▶ [Document]
════════════════

Dansk modul 3 er slut

Last month was a very busy month for me. I went to two countries: Italy (for holiday) and Germany (for work). For the latter one, I gave a presentation to our research and industry partners. The problem was, I only knew about the trip a month before I was supposed to go and give said presentation. At that time, I hadn’t even started working on that topic! So cue frantic simulating, analysing, and handwaving. Not necessarily in that order.

Studieskolen Module 3
Studieskolen Module 3

Anyway, after I returned, my quest in learning Danish continued on. In fact, we just had our test for Danish Module 3! This time we had only reading and writing tests to do. The reading test involved scanning for relevant information on the text to answer given questions; inserting sentences into paragraphs of text so that they make sense; inserting missing words so that a given text makes sense; and reading a few passages and answering questions related to them. The writing test involved writing two e-mails: one job application, and an e-mail to a friend who asked us about our new abode.

I have to say that the test was not as bad as I thought. Our teacher said that everyone passed the reading test. So it was down to the result of the writing test. But really, unless we really stuffed it up, I’m sure everyone did ok. We will know for sure on Thursday. The main problem we had was that time passed very quickly, especially for the writing part!

So what now? Most of us seem to be continuing on to Module 4. I and another student in the class were actually thinking of taking a break. We had been doing Danish two days a week for 9 months now, and we wanted to take a break for a while. But then, our teacher said that she was also going to have a break for 6 weeks in (the northern) summer. So that convinced the two of us to continue on with Module 4. But who knows if we would continue on to Module 5 after that.

Anyway, I do feel that we are starting to understand more of the language. One thing I did notice was that my vocabulary isn’t so big at the moment. And I still have problems with listening to what people are saying. I don’t know if it’s because of me or if it’s because Danes just speak so quickly. At times, I and several others would listen to what our teacher was saying, and we had problems keeping up. But then she would say it again either slower or in a different way (e.g. pronouncing words that would have been swallowed by Danes speaking “normally”) and then we would suddenly get it. It’s weird.

Edit: I started writing the title in English, then decided to switch to Danish. But I neglected to correct what I had written. Oops! Det var min egen skyld.

Dansk modul 2 er slut

Studieskolen Module 2
Studieskolen Module 2

So, this week we had our Danish Module 2 test. The test was on two separate days. The first day was a listening/reading/writing test and the second was a speaking test. I have to admit that I was quite apprehensive about the test, as I didn’t have much time to prepare. But nonetheless, it went better than I expected.

The previous week, our teacher talked to us one by one and told us how we were going. She told me I was doing fine, but I just needed to use different sentence construction aside from what we have learnt, by maybe reading Danish newspapers or books. Fair point.

════════════════

Bounding box annotation records:

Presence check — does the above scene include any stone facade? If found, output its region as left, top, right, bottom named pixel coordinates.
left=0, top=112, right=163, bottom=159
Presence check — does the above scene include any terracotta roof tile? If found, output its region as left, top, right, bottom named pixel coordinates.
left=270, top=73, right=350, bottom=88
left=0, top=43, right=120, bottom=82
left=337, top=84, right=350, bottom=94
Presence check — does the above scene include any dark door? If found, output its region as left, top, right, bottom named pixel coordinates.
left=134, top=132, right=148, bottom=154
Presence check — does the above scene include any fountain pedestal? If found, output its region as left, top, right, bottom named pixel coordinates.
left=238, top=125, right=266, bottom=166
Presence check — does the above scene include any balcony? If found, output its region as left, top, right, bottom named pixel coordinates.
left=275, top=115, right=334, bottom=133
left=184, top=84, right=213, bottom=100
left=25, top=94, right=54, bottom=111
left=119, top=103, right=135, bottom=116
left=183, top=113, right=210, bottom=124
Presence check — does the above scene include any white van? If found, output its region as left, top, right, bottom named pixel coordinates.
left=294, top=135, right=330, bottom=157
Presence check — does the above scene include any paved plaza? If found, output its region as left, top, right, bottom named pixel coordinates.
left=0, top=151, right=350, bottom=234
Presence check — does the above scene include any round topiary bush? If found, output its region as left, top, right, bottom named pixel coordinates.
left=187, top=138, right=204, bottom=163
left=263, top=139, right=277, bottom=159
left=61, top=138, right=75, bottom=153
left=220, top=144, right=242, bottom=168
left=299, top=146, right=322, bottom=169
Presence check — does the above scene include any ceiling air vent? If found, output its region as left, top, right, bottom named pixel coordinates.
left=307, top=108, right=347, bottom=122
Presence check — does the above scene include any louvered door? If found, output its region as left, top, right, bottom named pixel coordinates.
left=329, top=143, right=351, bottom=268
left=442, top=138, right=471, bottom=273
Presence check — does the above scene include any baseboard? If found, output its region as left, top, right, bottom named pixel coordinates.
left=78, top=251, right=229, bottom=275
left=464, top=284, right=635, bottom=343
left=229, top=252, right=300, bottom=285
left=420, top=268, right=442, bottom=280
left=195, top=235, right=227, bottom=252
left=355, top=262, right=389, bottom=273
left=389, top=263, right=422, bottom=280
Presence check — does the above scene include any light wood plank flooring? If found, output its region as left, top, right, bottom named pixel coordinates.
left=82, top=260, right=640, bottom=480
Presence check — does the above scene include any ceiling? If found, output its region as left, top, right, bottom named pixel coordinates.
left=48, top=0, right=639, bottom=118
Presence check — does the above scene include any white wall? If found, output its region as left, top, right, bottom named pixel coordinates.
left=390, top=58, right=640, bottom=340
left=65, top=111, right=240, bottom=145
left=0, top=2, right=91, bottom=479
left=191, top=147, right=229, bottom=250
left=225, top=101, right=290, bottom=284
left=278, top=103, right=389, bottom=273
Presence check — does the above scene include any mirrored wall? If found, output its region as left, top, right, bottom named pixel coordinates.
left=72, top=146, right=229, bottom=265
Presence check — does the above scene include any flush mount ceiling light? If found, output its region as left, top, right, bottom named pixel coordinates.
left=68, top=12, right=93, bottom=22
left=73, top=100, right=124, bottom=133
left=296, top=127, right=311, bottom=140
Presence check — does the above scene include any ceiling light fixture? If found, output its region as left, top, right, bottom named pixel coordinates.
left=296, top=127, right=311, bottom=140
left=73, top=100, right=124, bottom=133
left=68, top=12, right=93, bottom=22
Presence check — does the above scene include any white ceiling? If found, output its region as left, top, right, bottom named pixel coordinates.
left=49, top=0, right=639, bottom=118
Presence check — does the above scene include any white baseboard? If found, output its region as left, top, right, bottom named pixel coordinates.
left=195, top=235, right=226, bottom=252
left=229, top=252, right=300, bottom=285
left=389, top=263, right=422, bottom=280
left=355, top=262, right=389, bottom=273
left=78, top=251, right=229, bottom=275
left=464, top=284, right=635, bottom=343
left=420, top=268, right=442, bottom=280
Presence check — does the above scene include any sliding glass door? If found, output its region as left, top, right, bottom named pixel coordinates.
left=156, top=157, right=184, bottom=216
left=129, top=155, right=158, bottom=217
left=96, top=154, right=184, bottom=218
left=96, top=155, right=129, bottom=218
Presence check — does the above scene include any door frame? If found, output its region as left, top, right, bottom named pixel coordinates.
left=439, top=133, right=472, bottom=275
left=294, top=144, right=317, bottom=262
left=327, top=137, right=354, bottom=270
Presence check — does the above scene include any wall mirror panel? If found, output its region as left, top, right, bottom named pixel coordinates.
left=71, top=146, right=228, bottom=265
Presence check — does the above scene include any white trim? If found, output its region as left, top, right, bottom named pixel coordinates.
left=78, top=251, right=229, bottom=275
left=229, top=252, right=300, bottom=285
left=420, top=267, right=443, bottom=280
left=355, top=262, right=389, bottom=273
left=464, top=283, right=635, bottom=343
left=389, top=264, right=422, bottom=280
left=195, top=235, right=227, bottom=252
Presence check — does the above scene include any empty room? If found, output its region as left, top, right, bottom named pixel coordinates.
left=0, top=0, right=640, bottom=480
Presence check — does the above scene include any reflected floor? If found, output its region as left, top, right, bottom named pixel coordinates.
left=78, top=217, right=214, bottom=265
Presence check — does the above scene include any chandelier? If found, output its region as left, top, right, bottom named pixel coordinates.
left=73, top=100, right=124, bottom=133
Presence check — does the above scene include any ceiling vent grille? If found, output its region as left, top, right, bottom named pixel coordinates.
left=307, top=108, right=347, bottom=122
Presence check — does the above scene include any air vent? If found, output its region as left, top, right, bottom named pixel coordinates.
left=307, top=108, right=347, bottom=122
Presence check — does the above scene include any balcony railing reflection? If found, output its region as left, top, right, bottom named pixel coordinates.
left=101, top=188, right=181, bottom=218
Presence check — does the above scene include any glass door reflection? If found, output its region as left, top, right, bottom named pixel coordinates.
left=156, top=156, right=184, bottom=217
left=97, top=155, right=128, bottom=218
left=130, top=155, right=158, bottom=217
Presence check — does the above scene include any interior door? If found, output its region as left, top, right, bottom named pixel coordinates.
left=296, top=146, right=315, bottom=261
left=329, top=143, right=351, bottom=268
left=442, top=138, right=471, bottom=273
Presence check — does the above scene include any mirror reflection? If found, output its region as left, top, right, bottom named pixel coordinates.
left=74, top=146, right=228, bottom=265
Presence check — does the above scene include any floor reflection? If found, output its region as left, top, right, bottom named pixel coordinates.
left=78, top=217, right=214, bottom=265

════════════════

▶ [Required work]
- A) According to the Danish-course blog post, how often and for how long had the writer been studying Danish before Module 3 ended?
- B) List every activity that made up the Module 3 reading test described in the Danish-course blog post.
- C) Resume the Danish-course blog post, picking up right after its final sentence.

▶ [Responses by task]
- A) Two days a week for 9 months.

- B)
- Scanning a text for relevant information to answer given questions
- Inserting sentences into paragraphs of text so that they make sense
- Inserting missing words so that a given text makes sense
- Reading a few passages and answering questions related to them

- C)
The listening part of the test consists of several tasks: listening to bits of information and then answering several questions (on paper) that best fit the information given; listening to a story and putting numbers sequentially on pictures so that they fit the story sequence; and listening to several dialogues between two people and choosing from a selection of situations which one was most appropriate.

The reading part also consists of several tasks: we were given several questions and we had to scan several passages to find the answers; reading several paragraphs of a story, where in each one of the paragraphs there was one sentence that didn’t fit; writing/choosing words to fit in into a text with several words missing; and choosing and matching several paragraphs with their headlines.

In the writing test, we had to write a fairly long e-mail to someone. For the speaking test, we came in pairs. Each one of us had to pick one card out of five, corresponding to a specific book or subject that we had previously chosen. We then had to talk about the book/subject and then answer questions from our teacher. Afterwards, I and my partner were given a sheet with two pictures, and then we had to talk with each other about them.

For me, the hardest part of the test itself was the listening part. There was one particular task where I thought I was completely lost: the story sequence. But it turned out that I did better than I thought. One thing I did notice in the listening test was that I could understand my teacher’s Danish better than the recording for the test. Maybe this just means that I should listen to more samplings of Danish.

The speaking test was also nerve-wracking. While preparing for it, I found that I still couldn’t think and speak at the same time… okay, perhaps this doesn’t come as a surprise to some of you. But seriously, for me anyway, sometimes I would stop and think “should I do an inversion here?” or “what preposition should I use here?“. Of course, all of this comes with experience. I guess because our workplace is a very international, we all use English for everyday communication. A lot of my classmates either work with mostly Danes or they have Danish significant others, so they have a lot of chances to practise.

Anyway, so Danish Module 2 is over now. Next week we will start Module 3.1!

Finished Danish Module 1

Last Thursday I had my Danish test with the rest of the class which marked the end of our Module 1One by one, we had to go into the classroom and spend 10 minutes on the oral test. I was number four, but decided to go to Studieskolen early so I could do some more last-minute revising before taking my test. However, I didn’t end up doing much revising and instead just chatted with my fellow classmates who were taking the test before me.

So, the test itself consisted of three three tasks:

  1. Tell a story from five possible topics that we had to choose randomly – all of which we had to prepare for. We had about two minutes to tell the story. We were allowed to bring in a sheet with keywords, but were encouraged not to use it if we could.
  2. Converse with the teacher, who would ask us questions based on the story that we have just told her. In my case, she actually interspersed her questions as I was telling my story.
  3. Make up a conversation for the stickmen which the teacher had chosen randomly from our workbook. The stickmen are an important part of our learning. They have speech bubbles filled with keywords, which gives us clues as to what they are supposed to be saying.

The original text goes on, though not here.